In the page on Lad from Our Town below, why does Sergey Lukonin leave his bride?

## Page excerpt
BEGIN

- Russian: Парень из нашего города
- Directed by: Boris Ivanov; Aleksandr Stolper;
- Written by: Konstantin Simonov
- Produced by: V. Gutin
- Starring: Nikolai Kryuchkov; Lidiya Smirnova;
- Music by: Nikolai Kryukov
- Production company: Kazakhfilm
- Release date: 31 August 1942;
- Running time: 84 min.
- Country: Soviet Union
- Language: Russian

= Lad from Our Town =

Lad from Our Town (Парень из нашего города) is a 1942 Soviet World War II film directed by Boris Ivanov and Aleksandr Stolper.

The film follows Saratovite Sergey Lukonin, who leaves his bride to attend tank school in Omsk, and later finds himself battling in the Spanish Civil War, surviving captivity and escape, only to face the harsh realities of the Great Patriotic War ahead.

The film is based on the play by Konstantin Simonov.

END

Excerpts of location labeling data
BEGIN

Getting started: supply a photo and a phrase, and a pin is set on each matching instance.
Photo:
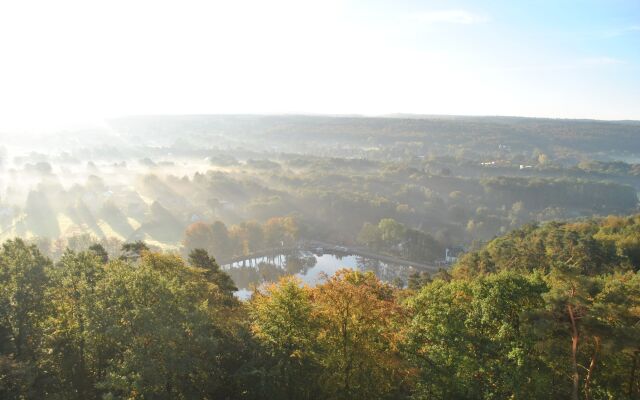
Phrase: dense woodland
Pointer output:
(545, 311)
(452, 180)
(113, 238)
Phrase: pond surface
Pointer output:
(310, 268)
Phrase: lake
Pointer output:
(310, 268)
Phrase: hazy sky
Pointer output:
(76, 60)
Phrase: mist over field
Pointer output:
(459, 179)
(337, 199)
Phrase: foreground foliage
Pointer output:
(543, 312)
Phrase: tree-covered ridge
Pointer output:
(549, 311)
(594, 246)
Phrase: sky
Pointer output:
(81, 60)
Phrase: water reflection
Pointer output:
(311, 268)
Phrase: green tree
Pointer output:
(284, 322)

END

## Exercise answer
He leaves her to attend tank school in Omsk.